- **EXTRACTED MATERIAL**
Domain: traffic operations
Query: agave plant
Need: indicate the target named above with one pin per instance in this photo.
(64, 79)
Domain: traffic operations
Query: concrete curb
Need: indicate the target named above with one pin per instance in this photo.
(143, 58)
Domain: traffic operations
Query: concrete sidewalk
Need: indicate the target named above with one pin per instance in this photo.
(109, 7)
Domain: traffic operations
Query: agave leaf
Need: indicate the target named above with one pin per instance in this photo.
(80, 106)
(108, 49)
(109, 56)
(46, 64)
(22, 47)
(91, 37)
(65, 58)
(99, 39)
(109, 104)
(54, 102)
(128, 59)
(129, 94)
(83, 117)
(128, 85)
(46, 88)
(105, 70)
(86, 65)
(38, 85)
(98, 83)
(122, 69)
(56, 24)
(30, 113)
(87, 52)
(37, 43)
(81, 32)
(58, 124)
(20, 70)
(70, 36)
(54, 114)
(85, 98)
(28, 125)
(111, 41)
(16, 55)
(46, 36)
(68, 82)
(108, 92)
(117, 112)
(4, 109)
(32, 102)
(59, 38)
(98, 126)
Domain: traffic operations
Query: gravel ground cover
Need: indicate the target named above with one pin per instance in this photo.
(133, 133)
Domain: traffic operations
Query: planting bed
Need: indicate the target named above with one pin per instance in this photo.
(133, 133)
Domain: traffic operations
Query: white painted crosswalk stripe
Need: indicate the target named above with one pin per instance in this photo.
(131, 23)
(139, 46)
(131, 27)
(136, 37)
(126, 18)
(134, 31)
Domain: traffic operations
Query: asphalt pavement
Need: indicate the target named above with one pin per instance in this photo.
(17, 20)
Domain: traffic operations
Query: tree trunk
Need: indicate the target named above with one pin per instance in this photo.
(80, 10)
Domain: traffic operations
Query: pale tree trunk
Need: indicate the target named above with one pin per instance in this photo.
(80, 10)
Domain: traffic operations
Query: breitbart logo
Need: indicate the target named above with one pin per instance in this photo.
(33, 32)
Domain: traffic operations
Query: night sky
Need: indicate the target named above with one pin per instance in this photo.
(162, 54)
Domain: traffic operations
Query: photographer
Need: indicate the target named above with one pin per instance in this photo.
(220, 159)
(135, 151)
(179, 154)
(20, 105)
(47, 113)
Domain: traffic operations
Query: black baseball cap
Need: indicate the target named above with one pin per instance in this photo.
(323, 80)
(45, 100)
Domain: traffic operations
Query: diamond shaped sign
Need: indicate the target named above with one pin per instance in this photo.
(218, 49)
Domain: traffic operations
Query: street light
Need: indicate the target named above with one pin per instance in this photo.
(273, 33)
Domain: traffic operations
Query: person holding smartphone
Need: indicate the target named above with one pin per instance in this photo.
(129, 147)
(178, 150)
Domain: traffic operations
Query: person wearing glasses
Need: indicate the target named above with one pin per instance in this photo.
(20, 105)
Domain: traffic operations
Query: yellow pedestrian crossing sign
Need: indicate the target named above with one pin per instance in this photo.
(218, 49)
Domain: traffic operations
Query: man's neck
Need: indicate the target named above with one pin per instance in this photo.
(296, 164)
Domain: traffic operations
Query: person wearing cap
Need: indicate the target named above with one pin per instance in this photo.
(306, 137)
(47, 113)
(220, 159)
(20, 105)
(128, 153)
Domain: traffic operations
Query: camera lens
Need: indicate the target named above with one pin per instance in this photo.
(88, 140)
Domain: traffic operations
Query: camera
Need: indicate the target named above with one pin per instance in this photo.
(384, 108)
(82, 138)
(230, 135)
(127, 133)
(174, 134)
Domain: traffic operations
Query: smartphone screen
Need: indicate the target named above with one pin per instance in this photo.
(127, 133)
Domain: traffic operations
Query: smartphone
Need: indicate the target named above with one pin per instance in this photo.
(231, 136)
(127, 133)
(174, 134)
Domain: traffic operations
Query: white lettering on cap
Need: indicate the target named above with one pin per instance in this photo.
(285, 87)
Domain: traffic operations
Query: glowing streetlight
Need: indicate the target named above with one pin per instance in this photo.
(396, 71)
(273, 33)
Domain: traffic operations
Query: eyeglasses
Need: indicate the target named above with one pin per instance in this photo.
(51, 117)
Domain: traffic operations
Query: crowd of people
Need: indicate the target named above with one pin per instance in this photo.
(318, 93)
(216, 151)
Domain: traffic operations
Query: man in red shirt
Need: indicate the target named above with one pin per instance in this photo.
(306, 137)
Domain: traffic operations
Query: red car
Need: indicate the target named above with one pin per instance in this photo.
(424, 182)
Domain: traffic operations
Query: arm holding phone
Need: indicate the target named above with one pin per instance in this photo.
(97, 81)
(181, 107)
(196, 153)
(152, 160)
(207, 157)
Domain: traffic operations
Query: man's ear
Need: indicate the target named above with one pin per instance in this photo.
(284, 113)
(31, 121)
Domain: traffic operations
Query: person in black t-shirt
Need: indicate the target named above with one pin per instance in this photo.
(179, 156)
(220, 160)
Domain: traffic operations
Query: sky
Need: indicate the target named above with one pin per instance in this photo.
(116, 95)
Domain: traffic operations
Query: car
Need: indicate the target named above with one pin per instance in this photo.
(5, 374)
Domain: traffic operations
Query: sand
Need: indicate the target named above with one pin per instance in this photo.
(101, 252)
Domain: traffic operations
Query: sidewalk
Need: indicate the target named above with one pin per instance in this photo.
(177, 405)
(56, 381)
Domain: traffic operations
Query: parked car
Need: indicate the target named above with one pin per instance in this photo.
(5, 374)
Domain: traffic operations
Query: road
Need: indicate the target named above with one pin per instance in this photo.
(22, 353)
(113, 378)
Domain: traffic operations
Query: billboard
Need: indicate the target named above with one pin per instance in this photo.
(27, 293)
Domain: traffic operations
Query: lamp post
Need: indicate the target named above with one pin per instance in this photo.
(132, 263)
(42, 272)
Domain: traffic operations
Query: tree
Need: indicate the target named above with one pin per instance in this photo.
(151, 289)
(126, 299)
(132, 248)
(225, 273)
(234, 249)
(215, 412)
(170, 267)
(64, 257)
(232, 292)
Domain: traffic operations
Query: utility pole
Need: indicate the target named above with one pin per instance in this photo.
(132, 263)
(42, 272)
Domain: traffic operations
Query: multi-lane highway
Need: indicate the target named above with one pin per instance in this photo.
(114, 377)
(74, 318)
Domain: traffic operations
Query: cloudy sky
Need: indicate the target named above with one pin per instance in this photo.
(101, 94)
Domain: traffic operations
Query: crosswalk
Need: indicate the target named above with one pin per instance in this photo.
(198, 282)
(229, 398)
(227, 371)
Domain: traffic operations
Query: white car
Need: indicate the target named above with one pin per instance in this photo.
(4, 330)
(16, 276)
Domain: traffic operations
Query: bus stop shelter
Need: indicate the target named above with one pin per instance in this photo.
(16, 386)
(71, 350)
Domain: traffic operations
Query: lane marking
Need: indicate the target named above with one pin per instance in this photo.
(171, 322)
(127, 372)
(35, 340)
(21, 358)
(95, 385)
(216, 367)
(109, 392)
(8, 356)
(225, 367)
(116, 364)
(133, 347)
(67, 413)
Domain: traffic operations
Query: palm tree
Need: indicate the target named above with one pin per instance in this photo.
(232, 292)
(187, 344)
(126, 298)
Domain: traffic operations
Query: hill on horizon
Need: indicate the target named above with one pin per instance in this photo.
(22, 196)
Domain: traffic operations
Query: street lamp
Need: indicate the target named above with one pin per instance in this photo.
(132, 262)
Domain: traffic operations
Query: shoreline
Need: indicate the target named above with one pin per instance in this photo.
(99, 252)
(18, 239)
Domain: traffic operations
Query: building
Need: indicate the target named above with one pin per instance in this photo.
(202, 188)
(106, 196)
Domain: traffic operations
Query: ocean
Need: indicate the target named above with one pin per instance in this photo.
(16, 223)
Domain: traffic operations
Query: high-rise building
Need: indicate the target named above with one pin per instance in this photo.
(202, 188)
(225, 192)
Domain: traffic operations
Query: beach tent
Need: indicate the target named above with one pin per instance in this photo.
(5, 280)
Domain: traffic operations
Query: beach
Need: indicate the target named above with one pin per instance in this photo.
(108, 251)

- **WHAT NEEDS TO BE DONE**
Which lines in the listing above contain the word "shirt"? Copy out each of those lines.

- **OUTPUT BELOW**
Query: man in red shirt
Query: person in black t-shirt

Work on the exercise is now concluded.